### RECORDS SUPPLIED ###

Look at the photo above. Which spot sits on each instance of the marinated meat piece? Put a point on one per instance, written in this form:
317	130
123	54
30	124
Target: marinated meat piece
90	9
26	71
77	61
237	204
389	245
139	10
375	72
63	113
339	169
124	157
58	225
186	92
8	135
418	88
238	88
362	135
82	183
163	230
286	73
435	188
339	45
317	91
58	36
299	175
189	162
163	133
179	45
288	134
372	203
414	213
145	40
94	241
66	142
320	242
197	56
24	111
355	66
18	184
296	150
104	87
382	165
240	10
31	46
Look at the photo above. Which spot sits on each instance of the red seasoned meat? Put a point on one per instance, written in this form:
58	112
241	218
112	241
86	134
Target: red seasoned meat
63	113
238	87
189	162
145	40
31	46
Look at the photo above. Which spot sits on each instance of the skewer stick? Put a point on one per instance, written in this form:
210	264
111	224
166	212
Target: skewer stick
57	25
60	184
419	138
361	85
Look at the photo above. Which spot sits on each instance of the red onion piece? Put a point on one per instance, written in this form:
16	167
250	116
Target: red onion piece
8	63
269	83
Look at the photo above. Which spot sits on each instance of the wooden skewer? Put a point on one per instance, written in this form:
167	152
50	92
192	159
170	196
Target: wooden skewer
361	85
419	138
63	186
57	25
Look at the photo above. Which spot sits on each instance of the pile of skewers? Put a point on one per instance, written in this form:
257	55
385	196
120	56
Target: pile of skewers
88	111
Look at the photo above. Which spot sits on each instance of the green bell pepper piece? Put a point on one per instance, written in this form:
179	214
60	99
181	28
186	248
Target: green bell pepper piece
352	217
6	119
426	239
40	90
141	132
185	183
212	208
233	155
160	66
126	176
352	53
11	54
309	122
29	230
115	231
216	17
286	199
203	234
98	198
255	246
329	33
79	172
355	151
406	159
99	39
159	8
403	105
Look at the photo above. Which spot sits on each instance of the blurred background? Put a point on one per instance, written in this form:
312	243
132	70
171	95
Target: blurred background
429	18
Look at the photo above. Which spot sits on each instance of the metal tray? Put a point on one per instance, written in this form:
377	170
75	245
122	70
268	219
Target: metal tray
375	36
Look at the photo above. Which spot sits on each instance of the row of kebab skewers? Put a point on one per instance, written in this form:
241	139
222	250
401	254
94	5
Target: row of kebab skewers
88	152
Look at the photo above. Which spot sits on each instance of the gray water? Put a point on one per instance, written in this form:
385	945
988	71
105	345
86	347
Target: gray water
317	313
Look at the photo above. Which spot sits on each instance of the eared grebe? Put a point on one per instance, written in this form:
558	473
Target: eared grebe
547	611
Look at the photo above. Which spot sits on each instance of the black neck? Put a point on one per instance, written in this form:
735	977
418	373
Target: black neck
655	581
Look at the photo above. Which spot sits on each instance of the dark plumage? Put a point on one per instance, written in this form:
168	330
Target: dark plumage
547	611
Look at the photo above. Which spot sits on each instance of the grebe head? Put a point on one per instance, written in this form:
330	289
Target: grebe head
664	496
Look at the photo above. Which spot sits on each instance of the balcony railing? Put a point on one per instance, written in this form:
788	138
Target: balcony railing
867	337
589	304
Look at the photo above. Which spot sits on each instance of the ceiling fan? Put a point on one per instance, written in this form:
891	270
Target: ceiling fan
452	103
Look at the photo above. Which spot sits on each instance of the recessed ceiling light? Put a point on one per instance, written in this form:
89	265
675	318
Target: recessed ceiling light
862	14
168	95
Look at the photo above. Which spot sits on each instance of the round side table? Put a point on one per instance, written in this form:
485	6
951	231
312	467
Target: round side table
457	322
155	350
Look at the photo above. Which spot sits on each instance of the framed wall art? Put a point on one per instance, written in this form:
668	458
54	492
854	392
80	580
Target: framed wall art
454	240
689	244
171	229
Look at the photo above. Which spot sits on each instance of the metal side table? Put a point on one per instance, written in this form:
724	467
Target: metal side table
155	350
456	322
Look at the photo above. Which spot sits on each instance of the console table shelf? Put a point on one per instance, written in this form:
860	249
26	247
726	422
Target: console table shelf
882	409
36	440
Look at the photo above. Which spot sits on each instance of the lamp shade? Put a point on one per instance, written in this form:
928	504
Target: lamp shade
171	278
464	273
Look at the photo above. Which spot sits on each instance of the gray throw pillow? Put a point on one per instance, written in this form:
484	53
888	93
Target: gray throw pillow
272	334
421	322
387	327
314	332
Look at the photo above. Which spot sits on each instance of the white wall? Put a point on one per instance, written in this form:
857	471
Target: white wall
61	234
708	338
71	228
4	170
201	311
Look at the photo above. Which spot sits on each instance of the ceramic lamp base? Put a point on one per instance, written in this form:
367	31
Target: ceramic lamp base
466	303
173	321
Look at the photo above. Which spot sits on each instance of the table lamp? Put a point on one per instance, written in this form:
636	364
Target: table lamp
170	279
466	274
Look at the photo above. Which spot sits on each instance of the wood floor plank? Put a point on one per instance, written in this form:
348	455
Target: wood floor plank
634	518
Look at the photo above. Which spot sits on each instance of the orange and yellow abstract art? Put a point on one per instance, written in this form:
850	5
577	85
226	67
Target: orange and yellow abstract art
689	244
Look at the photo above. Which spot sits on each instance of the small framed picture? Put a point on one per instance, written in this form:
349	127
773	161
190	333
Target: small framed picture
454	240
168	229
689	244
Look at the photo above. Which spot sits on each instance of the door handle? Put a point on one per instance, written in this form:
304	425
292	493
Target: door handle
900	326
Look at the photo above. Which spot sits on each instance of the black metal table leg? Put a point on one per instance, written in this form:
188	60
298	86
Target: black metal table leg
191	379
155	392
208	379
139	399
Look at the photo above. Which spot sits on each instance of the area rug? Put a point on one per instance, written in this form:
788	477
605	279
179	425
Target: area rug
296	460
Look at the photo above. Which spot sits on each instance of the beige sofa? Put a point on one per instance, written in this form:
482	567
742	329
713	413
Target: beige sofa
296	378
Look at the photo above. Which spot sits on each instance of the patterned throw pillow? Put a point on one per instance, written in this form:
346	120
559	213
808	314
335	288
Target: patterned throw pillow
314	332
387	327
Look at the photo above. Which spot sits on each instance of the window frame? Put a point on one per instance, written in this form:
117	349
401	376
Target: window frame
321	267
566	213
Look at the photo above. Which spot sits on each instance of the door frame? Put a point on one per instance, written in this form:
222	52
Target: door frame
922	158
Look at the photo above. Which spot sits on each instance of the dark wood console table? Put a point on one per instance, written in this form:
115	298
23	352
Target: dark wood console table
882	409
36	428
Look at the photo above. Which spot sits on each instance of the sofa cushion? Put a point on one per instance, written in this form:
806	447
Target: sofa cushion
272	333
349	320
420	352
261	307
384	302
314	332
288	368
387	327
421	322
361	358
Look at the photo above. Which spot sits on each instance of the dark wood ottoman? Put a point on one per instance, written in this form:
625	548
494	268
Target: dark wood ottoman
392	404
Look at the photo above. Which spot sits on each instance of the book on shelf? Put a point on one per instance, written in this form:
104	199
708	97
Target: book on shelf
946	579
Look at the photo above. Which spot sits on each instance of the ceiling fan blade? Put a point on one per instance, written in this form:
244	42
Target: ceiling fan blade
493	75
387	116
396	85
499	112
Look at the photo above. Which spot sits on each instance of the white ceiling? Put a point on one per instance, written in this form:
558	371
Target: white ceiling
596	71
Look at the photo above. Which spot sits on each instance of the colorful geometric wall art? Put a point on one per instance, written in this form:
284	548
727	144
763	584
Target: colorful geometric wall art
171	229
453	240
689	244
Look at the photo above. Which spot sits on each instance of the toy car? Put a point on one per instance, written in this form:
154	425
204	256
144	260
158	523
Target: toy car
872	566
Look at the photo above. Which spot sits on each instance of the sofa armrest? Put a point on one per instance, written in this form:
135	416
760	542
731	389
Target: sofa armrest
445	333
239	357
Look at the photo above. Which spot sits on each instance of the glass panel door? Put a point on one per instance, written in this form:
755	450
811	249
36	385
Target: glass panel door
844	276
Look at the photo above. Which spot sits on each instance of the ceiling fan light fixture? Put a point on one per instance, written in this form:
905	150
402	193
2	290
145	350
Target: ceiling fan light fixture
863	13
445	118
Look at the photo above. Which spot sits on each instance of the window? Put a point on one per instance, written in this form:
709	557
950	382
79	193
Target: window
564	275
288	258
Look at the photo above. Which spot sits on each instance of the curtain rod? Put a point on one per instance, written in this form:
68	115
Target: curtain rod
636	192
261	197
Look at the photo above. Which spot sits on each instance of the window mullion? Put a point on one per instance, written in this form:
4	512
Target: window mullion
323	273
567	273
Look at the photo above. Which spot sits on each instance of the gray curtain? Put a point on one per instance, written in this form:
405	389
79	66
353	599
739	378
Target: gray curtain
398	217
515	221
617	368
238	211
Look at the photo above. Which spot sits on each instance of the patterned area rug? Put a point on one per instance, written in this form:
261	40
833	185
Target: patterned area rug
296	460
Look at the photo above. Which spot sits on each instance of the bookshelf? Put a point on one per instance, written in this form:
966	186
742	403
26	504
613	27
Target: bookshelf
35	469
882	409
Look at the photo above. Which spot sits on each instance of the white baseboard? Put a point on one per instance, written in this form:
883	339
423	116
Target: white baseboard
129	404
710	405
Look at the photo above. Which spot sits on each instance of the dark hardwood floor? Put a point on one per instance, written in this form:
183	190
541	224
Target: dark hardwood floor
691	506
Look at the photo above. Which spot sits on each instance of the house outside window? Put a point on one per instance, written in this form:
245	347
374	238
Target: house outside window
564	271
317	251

###

### WHAT IS EXPECTED
In the listing above, find the line with "the patterned area" and set down that line and all after it exactly, through the final line.

### ANSWER TO THIS EXERCISE
Look at the photo above. Which spot sits on each instance of the patterned area rug? Put a point on one per instance, written in this form:
261	40
833	185
Target: patterned area rug
296	460
Look at the photo above. Which spot sits on each instance of the bookshelf? Put a point on one per instance, written in this form:
966	186
742	403
26	504
613	27
Target: bookshelf
35	469
882	409
Look at the photo above. Which spot sits on each instance of the white baseboard? Put a point on one per instance, written in this form:
883	339
423	116
Target: white baseboard
129	404
710	405
Look at the photo above. Which spot sits on each instance of the dark hardwood floor? Put a point on one per instance, written in this form:
183	190
541	224
Target: dark hardwood floor
691	506
Look at the photo above. Which spot sits on each instance of the house outside window? Put a point on one per instance, written in this form:
245	347
374	238
Target: house outside window
564	271
317	251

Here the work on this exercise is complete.